▶ **WORK TO COMPLETE**: Each line from the one containing "The service MUST place one dot on the mown" to the end of the listing below must be retyped exactly, with no line left out and none added.

▶ **RECORDS FOR THE EXERCISE**:
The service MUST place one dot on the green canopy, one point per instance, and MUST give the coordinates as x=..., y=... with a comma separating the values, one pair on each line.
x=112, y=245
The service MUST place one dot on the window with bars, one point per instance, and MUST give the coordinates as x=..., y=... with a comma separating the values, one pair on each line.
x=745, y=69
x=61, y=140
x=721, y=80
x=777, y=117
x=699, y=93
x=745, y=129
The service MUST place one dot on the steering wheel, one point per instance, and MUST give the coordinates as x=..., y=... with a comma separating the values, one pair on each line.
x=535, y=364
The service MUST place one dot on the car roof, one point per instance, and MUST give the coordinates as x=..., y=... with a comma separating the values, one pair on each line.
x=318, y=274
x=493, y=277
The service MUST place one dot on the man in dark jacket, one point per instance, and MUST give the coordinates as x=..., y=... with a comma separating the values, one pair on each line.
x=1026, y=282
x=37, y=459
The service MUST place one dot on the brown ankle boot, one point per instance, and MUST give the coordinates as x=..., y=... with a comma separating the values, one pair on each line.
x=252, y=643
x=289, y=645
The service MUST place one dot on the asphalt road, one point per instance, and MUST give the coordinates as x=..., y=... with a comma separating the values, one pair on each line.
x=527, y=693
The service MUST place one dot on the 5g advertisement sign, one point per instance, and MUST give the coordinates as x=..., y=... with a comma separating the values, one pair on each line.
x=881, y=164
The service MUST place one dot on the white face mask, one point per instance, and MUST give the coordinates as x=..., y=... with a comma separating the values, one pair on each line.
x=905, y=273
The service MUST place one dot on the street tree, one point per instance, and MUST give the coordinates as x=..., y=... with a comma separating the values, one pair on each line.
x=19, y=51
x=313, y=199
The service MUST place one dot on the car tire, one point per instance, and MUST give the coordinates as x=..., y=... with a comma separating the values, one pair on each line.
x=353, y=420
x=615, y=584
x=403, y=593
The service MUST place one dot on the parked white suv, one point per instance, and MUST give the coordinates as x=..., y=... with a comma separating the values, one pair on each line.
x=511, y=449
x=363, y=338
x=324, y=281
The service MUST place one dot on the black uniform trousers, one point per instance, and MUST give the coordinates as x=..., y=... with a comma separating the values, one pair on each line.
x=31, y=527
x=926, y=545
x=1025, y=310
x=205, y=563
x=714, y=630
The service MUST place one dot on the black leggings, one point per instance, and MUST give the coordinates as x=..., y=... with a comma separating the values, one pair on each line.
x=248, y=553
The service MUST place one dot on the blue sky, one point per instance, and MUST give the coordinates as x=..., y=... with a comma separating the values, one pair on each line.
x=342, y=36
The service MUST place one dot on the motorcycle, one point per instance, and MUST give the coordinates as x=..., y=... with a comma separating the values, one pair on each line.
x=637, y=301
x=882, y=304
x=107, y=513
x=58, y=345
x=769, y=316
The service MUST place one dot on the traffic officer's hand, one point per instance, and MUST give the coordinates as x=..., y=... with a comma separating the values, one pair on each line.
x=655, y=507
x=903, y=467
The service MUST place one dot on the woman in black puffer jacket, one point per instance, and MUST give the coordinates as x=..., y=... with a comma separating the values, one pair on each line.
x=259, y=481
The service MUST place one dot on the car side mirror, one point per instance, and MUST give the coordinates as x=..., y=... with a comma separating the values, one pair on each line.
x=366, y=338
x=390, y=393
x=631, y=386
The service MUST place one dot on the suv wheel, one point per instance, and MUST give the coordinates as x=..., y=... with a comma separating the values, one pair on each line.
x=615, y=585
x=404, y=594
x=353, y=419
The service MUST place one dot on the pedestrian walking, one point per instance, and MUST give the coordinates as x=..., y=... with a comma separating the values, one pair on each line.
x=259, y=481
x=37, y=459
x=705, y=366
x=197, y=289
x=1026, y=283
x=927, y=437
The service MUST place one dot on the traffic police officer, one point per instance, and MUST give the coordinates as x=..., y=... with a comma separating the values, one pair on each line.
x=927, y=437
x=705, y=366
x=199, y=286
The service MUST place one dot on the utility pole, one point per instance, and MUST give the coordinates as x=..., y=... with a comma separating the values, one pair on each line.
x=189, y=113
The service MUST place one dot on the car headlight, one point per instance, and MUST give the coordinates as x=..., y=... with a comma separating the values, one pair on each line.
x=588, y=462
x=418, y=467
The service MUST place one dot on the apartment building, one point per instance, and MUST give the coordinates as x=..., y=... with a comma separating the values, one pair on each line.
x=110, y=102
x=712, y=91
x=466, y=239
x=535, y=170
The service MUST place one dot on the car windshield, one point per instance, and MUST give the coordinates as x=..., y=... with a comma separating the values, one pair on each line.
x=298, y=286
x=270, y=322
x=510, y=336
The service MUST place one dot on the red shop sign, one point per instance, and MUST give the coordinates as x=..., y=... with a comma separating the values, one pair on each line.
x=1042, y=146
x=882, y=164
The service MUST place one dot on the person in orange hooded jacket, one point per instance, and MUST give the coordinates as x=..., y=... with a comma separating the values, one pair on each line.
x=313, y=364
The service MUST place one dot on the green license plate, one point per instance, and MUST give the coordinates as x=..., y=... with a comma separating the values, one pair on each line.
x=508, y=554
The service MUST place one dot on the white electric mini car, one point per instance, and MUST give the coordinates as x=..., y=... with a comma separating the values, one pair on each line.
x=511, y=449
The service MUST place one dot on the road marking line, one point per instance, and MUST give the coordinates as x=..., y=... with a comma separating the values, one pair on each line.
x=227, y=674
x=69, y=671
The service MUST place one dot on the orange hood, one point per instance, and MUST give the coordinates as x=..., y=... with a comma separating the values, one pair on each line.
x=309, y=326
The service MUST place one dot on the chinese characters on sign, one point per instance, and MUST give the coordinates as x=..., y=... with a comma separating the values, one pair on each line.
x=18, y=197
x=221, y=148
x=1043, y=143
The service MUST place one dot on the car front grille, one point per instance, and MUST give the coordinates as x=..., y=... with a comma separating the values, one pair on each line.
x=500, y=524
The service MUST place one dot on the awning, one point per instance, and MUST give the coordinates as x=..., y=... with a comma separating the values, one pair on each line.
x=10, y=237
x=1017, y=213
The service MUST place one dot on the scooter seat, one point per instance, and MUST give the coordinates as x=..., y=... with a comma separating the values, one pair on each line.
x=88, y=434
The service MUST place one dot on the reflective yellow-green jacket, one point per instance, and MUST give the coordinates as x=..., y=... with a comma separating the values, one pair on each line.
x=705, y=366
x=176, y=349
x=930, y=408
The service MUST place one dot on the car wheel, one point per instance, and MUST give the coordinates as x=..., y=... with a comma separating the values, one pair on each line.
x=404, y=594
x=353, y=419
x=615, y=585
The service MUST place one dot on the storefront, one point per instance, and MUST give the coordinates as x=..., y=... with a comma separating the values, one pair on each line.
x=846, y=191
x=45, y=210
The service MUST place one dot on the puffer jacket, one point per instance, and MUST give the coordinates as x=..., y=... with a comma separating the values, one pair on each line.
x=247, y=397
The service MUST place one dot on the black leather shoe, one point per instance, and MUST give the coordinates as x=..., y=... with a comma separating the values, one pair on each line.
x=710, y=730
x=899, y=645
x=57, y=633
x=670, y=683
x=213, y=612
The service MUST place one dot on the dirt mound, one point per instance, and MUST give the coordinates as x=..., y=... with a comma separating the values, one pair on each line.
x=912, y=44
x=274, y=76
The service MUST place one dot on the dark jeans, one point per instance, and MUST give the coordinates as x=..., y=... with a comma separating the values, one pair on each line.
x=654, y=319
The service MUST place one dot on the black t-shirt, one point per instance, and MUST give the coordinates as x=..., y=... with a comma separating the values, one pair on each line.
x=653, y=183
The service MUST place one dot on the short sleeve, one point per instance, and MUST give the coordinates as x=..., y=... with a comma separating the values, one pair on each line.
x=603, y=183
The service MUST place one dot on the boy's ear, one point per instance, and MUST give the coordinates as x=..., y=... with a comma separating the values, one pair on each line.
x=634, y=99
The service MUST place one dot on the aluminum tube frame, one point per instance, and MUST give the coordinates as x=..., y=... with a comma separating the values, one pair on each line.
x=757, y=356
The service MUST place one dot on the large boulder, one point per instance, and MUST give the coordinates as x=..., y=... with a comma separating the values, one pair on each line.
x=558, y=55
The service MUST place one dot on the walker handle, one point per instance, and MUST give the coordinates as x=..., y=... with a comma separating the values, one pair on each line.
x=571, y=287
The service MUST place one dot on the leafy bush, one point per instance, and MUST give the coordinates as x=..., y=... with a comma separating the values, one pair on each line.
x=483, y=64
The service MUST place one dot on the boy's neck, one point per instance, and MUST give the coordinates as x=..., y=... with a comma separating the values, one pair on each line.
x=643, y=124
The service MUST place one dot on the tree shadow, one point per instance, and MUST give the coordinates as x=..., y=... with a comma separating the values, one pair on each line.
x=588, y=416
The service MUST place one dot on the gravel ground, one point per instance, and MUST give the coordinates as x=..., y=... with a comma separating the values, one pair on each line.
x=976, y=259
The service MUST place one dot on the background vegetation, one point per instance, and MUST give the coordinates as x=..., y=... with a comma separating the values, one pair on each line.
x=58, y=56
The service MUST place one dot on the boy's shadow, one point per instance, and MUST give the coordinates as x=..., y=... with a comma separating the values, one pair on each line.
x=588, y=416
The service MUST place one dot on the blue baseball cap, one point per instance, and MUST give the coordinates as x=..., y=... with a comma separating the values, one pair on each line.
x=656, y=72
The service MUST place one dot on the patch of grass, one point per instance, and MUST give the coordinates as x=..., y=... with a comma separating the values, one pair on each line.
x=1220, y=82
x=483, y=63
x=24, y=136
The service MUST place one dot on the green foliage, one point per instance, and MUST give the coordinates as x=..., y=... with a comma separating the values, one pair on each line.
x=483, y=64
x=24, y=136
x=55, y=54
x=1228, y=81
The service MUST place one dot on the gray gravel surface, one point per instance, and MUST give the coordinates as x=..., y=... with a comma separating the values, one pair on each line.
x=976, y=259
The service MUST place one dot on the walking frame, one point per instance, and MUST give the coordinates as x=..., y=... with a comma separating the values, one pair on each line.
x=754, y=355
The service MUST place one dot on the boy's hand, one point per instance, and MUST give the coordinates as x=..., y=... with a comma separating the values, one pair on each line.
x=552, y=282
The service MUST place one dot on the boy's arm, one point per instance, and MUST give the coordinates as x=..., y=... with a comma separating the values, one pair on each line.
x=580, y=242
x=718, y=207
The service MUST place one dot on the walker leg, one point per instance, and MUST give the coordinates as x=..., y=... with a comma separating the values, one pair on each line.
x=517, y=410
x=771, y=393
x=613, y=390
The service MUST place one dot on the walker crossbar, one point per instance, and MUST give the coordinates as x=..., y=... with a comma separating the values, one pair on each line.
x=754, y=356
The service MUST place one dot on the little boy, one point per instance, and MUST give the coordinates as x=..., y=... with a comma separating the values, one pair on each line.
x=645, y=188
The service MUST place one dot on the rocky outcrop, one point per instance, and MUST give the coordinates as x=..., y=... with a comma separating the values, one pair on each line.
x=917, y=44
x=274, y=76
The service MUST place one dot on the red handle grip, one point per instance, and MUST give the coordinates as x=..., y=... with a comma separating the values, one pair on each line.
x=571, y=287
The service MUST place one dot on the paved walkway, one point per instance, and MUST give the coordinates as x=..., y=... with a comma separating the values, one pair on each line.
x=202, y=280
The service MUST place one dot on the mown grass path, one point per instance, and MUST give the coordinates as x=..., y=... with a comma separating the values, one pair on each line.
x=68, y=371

▶ **RESULT FOR THIS EXERCISE**:
The service MUST place one dot on the mown grass path, one point per instance, and MUST give the coordinates as x=..., y=... with a comma separating the values, one pair on each line.
x=68, y=371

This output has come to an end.